As long as he is careful that the shape of the knife does not significantly influence the results in a systematic way he can be safe that the results are unbiased. If you feel the height really is a large concern for systematic deviations then just put a cross bar at a specific height and raise the knife to that and then draw. But I maintain that will have no significant effect on the results and is in fact a waste of time because you are reducing the non critical random error. It would be much more useful to instead do another run with that time instead.

Similar for example I would always recommend that instead of doing one run with 10 sharpness measurements you are much better off doing two runs with five each. You have the same data but the second is going to be far more population representative. My main point in the above is to not get carried away wastnig time with precision which gains nothing as it is below the sample variance anyway. Start by asking yourself "How much precision do I really need?" and proceed accordingly. The true focus will be on the systematic deviations which will limit accuracy. Be very careful there.

If you have the time/inclination, these are not theoretical quantities, you can measure them directly, I do myself all the time in the work I do and I have outlined many times how they can be done by anyone else who wishes to insure they are being unbiased.

-Cliff

gator68 · Aug 29, 2007

Cliff Stamp said:
...

As long as he is careful that the shape of the knife does not significantly influence the results in a systematic way he can be safe that the results are unbiased. If you feel the height really is a large concern for systematic deviations then just put a cross bar at a specific height and raise the knife to that and then draw. But I maintain that will have no significant effect on the results and is in fact a waste of time because you are reducing the non critical random error. It would be much more useful to instead do another run with that time instead.
...
If you have the time/inclination, these are not theoretical quantities, you can measure them directly, I do myself all the time in the work I do and I have outlined many times how they can be done by anyone else who wishes to insure they are being unbiased.

-Cliff

I still disagree. Presumably the length to cut (the only measurement) scales linearly with the applied force. The applied force scales linearly with the height to which the knife is lifted. The height the knife is lifted is small, so even small changes in this height could make significant errors. As I stated before, small changes in one testing session could average out. However, the variation from test to test, from month to month, could be a significant systematic bias. This is an easy thing to measure and/or fix. Sodak says he has already done this by taping a ruler in. I think this will go along way towards making this a useful comparison over the long term.

By the way, Sodak, take this as constructive criticism.

# EXTRACTED MATERIAL:
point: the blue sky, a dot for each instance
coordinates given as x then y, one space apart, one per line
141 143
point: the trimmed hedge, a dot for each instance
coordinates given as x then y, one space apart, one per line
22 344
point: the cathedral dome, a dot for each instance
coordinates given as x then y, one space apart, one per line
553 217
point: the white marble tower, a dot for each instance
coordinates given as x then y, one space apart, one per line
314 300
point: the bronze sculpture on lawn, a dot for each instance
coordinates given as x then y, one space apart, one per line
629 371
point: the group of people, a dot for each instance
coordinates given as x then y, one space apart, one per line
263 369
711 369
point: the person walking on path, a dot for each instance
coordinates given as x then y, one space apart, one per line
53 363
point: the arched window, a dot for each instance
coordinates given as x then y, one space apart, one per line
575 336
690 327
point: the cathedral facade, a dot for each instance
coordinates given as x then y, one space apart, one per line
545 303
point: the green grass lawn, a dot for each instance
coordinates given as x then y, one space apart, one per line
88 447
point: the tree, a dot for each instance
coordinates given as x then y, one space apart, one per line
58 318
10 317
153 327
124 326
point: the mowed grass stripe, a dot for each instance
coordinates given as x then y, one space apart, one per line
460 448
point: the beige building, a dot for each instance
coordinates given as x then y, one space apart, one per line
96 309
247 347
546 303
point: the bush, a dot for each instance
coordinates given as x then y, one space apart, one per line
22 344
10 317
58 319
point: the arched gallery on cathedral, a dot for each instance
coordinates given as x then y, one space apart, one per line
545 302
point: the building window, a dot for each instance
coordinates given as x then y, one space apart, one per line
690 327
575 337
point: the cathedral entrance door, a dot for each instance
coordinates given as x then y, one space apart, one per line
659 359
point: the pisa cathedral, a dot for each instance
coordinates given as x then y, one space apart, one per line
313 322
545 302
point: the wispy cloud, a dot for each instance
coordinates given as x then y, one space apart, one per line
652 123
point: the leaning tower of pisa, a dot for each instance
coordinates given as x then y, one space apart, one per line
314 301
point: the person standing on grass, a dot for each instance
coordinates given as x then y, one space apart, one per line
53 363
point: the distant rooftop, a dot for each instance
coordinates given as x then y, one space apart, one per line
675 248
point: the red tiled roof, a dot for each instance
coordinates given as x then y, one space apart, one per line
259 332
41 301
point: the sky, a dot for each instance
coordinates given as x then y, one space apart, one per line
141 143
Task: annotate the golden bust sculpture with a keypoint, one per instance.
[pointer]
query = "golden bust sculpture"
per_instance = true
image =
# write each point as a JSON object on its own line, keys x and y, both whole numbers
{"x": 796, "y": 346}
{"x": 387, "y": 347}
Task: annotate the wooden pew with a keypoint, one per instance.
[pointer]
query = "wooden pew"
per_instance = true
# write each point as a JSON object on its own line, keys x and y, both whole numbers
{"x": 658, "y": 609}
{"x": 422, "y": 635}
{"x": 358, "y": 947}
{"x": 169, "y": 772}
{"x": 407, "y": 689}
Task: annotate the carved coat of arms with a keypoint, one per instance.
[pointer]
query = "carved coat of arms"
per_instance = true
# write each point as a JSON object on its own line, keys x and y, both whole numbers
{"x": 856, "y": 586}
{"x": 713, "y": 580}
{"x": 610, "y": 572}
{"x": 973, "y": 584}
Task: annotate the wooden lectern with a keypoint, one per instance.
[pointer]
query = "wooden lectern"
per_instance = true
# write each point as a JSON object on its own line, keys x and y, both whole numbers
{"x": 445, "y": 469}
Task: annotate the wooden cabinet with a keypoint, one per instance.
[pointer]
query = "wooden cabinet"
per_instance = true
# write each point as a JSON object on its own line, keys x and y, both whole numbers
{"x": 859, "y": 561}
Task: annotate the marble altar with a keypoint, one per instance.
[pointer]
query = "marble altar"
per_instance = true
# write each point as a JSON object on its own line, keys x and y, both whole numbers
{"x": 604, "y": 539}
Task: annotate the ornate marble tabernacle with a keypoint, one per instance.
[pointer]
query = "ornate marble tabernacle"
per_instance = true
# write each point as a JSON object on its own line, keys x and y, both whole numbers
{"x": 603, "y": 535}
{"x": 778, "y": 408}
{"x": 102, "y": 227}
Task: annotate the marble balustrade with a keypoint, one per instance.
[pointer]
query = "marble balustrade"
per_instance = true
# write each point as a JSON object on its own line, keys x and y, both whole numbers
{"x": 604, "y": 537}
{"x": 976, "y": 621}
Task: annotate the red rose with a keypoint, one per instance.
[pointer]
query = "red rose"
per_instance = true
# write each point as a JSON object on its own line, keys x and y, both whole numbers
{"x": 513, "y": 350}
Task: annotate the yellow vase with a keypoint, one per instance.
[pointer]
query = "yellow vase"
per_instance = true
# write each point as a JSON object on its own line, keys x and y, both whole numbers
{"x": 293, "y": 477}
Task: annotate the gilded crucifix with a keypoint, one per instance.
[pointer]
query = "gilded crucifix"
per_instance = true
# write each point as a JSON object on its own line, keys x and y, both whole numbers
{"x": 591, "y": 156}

# COMPLETE THE FOLLOWING:
1) In the knife-testing discussion, what does gator68 say Sodak has already done about the lifting height?
2) In the knife-testing discussion, why does Cliff recommend two runs of five sharpness measurements each over one run of ten?
3) Resume the knife-testing discussion after its final sentence.

# PER-TASK ANSWERS:
1) Sodak has taped a ruler in.

2) Both approaches yield the same amount of data, but two runs of five are far more representative of the population. Cliff's broader point is that extra precision gains nothing when it falls below the sample variance.

3)
I think this is a great setup you have, and I applaud your actually spending the time to make all of these measurements. If we still had the chiclets, I'd be sending some your way.

sodak · Aug 29, 2007

No problem at all, that's why I started this thread to try and improve as I go.

Cliff Stamp · Aug 29, 2007

gator68 said:
As I stated before, small changes in one testing session could average out.

Lets not drift into the realm of could, we are dealing with simple issues of math here. When you record hundreds of measurements even large random errors will be reduced to insignificant amounts because of root N smoothing.

However, the variation from test to test, from month to month, could be a significant systematic bias.

I would be really surprised if the mean height was so different systematically from one run to the next that it would be comparable to the changes you would find in the material cut let alone from one knife to another in the same steel. This is what I meant when I said functional precision. It actually gains you nothing to measure beyond that precision, all you are in fact measuring is noise.

This shows four S30V blades used for edge retention on cardboard. Note that the precision in the individual results is much higher than the actual change from one S30V knife to the next. This extra precision is not really functional if the goal is to benchmark the steel. All of it gets lost when those four runs are themselves averaged.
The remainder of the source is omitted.